■ **Exercise brief**
Rescale the lines that run from the one containing "Target: weathered wood plank" through the end of the lines, both ends included, and reproduce them in full with every coordinate in the answers multiplied by 0.85 and rounded to the nearest whole number, halves rounded up. Reproduce only these lines, and leave all other text in them unchanged.

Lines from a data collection

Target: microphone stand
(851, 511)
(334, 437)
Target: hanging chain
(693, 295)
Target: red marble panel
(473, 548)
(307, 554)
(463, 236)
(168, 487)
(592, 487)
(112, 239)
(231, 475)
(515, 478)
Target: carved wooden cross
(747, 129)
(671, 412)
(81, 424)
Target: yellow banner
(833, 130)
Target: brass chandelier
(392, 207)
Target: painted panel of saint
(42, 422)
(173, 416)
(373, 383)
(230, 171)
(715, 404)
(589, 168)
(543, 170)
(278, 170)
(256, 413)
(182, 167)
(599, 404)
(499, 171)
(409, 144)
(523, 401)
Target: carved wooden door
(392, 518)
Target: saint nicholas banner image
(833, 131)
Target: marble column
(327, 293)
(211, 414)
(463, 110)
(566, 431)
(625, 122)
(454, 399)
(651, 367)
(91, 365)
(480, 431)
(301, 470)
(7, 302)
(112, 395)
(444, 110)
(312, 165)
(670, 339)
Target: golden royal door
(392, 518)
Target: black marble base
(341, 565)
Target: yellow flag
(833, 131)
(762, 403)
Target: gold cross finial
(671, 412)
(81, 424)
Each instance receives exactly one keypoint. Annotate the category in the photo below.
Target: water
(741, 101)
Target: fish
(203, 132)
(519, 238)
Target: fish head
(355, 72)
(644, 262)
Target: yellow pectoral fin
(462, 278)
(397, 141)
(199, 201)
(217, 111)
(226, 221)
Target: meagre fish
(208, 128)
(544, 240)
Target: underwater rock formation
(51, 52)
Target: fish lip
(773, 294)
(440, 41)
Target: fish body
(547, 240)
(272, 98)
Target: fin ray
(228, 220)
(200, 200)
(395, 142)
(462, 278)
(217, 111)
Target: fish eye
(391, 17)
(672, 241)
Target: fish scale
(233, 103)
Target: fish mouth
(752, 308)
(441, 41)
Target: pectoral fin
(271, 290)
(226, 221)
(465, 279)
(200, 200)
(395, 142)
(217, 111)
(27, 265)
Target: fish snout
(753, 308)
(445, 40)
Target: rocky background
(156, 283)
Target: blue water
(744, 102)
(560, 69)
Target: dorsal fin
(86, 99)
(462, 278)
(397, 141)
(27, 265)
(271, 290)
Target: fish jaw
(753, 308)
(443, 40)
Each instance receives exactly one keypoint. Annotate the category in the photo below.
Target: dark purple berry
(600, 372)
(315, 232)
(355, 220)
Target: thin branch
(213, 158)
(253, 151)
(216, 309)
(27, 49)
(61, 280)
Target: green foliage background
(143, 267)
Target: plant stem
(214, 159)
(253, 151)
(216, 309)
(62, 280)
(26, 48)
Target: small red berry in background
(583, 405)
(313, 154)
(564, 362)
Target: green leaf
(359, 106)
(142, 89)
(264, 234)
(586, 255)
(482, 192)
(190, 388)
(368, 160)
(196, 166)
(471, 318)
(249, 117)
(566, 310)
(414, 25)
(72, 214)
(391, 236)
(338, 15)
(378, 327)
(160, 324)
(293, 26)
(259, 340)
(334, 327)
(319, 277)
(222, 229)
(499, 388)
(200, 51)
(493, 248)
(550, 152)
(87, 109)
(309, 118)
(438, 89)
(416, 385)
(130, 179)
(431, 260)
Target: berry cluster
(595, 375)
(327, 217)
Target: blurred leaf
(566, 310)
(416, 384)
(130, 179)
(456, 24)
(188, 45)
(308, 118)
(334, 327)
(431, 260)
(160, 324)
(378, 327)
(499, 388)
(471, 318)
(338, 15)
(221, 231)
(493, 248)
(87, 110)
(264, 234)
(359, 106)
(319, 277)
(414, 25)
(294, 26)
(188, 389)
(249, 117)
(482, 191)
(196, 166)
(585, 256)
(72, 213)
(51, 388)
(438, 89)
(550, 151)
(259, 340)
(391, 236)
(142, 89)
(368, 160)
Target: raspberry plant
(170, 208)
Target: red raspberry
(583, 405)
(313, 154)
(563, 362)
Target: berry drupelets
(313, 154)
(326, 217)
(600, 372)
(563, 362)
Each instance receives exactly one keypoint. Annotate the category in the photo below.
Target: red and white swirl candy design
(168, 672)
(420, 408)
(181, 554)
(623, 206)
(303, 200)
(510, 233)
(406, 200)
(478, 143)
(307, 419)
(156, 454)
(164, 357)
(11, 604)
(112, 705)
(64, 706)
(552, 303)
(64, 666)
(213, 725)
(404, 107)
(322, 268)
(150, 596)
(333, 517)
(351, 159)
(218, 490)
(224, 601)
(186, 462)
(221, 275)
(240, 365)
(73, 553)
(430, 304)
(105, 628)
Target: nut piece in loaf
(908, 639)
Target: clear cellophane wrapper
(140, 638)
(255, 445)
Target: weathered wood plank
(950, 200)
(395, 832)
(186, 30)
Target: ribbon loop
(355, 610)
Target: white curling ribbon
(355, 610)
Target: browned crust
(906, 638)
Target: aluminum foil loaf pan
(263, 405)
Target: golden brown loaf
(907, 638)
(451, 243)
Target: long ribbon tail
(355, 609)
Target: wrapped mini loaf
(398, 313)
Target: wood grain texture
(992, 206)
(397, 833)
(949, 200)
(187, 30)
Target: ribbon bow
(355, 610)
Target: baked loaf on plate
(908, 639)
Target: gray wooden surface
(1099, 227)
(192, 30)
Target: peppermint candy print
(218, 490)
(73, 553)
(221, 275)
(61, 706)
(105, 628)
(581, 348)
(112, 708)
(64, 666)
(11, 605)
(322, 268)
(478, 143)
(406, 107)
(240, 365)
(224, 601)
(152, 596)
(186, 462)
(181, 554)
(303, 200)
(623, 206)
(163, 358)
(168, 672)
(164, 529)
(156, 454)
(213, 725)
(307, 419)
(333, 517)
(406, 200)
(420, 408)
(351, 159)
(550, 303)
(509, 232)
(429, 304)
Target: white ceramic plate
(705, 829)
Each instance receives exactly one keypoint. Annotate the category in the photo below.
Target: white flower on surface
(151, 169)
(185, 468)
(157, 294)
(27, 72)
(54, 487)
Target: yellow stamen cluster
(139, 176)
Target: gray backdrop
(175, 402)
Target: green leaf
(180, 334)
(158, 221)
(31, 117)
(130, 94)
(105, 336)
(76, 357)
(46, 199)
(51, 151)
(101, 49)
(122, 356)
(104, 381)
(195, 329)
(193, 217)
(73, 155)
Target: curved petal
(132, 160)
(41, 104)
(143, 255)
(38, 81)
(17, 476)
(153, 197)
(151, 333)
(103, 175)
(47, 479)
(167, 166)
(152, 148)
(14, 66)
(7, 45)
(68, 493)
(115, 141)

■ **Answer to this task**
Target: weathered wood plank
(808, 170)
(336, 707)
(158, 26)
Target: ribbon loop
(302, 519)
Target: white curling ribbon
(302, 519)
Target: browned crust
(770, 542)
Target: aluminum foil loaf pan
(224, 344)
Target: golden brown loaf
(771, 542)
(383, 207)
Target: long ribbon tail
(302, 518)
Target: wrapped mini loaf
(338, 266)
Target: wood grain texture
(843, 175)
(337, 708)
(807, 170)
(159, 26)
Target: ribbon bow
(302, 519)
Target: baked loaf on plate
(772, 543)
Target: gray wooden surface
(934, 193)
(163, 26)
Target: peppermint candy print
(185, 417)
(62, 470)
(188, 234)
(52, 600)
(89, 534)
(494, 296)
(95, 602)
(54, 566)
(9, 514)
(274, 228)
(406, 122)
(345, 91)
(204, 310)
(190, 511)
(129, 507)
(158, 393)
(154, 471)
(258, 170)
(530, 175)
(139, 304)
(143, 571)
(139, 450)
(133, 386)
(181, 616)
(261, 356)
(283, 439)
(345, 170)
(357, 347)
(298, 135)
(468, 258)
(433, 197)
(365, 258)
Target: white ceramic plate
(599, 705)
Each instance receives exactly one keypoint. Annotate the category in the photo below.
Target: white flower on surface
(128, 144)
(157, 398)
(133, 250)
(23, 61)
(46, 414)
Target: yellow stamen cluster
(118, 150)
Target: gray backdrop
(149, 342)
Target: green leaf
(153, 284)
(134, 188)
(26, 99)
(111, 80)
(89, 286)
(65, 303)
(39, 169)
(43, 128)
(86, 42)
(104, 303)
(88, 324)
(166, 280)
(164, 184)
(62, 132)
Target: curved petal
(112, 136)
(35, 88)
(122, 217)
(32, 69)
(14, 405)
(130, 167)
(128, 283)
(88, 149)
(40, 407)
(142, 141)
(129, 126)
(12, 56)
(6, 38)
(58, 419)
(98, 120)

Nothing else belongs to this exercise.